What you should do: Copy the material word for word, starting at the line that contains "Find yellow cart" and continuing through the final line of the material.
Start Entries provided
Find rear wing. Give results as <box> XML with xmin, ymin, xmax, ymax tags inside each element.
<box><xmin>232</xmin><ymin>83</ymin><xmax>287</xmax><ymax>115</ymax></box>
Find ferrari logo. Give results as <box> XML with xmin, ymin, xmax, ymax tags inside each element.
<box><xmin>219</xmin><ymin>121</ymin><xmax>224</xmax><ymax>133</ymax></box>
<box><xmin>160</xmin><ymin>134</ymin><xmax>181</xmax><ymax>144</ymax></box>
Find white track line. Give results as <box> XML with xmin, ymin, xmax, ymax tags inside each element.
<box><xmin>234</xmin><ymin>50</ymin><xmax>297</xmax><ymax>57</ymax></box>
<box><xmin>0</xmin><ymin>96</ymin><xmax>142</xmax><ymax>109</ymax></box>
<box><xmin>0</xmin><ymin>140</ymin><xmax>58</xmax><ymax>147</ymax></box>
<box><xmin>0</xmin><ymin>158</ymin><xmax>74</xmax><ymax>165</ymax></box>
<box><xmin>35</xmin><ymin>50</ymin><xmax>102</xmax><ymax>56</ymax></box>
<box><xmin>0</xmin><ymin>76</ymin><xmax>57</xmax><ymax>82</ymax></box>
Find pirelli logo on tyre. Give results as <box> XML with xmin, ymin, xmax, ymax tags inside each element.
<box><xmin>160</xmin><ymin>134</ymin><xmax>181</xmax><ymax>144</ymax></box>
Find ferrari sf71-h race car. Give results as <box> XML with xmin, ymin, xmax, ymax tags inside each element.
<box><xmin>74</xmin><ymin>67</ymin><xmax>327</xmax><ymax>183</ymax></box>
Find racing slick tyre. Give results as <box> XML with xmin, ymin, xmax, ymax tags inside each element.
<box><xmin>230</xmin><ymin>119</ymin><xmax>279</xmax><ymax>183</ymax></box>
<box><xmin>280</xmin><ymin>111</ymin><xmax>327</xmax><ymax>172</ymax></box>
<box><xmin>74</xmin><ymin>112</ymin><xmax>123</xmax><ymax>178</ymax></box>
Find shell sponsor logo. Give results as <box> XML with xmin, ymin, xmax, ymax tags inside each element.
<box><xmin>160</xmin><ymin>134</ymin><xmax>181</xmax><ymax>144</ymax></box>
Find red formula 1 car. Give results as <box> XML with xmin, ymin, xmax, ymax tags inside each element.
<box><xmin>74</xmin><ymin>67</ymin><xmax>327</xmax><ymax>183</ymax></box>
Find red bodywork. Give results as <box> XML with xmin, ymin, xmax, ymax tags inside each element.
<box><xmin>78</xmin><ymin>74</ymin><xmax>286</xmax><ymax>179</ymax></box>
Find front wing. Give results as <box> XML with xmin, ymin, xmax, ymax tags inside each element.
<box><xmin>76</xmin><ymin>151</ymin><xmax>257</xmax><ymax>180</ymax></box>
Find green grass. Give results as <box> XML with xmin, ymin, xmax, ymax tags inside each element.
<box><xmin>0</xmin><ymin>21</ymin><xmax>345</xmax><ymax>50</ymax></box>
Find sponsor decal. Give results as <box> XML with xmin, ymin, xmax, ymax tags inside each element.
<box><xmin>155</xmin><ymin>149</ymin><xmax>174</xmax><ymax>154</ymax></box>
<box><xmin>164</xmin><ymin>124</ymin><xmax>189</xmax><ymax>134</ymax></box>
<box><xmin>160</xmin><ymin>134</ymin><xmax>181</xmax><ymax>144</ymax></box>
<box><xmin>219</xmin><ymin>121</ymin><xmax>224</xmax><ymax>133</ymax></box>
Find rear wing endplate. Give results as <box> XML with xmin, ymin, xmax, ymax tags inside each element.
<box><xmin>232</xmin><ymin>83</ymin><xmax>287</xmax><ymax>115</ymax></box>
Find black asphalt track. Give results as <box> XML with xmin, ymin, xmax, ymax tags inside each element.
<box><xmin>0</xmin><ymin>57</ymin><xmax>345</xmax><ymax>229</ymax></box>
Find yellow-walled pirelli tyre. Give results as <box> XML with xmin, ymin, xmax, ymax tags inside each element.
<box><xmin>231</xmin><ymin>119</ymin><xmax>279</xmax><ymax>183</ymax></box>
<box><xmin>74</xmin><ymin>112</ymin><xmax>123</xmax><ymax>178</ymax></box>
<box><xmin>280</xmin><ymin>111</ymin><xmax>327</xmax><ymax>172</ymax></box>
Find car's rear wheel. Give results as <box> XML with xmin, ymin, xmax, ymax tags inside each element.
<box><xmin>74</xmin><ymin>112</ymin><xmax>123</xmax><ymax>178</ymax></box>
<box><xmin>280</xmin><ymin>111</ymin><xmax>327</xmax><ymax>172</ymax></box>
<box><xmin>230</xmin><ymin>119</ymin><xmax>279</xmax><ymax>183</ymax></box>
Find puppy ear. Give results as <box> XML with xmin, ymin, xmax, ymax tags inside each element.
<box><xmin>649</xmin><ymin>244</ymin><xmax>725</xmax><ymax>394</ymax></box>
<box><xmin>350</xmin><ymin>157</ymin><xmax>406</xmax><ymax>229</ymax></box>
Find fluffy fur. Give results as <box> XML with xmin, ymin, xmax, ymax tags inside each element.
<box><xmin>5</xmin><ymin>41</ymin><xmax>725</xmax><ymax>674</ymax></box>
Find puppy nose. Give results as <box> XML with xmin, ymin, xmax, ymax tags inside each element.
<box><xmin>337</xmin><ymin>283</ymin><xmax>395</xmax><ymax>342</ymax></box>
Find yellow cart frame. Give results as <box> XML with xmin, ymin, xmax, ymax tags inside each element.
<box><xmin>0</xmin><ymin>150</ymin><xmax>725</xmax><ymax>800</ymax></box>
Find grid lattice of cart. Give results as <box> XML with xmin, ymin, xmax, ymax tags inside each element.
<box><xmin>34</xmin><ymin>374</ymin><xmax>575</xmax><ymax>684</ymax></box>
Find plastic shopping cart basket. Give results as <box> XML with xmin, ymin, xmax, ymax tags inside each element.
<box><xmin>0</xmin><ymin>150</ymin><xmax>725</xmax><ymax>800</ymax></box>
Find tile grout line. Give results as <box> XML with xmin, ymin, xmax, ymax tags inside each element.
End Entries provided
Output of the exercise:
Find yellow cart frame. Give results as <box> XML with xmin, ymin, xmax, ymax tags inside each element.
<box><xmin>0</xmin><ymin>150</ymin><xmax>725</xmax><ymax>800</ymax></box>
Find grid lattice of cart. Give results as <box> XML with xmin, ymin, xmax, ymax tags inside each element.
<box><xmin>34</xmin><ymin>374</ymin><xmax>575</xmax><ymax>684</ymax></box>
Find plastic shopping cart basket. Give results as <box> XML with xmin, ymin, xmax, ymax tags inside each element.
<box><xmin>0</xmin><ymin>150</ymin><xmax>725</xmax><ymax>800</ymax></box>
Find tile grout line. Give results as <box> XML with xmin, ymin, xmax, ymax tags inside each element.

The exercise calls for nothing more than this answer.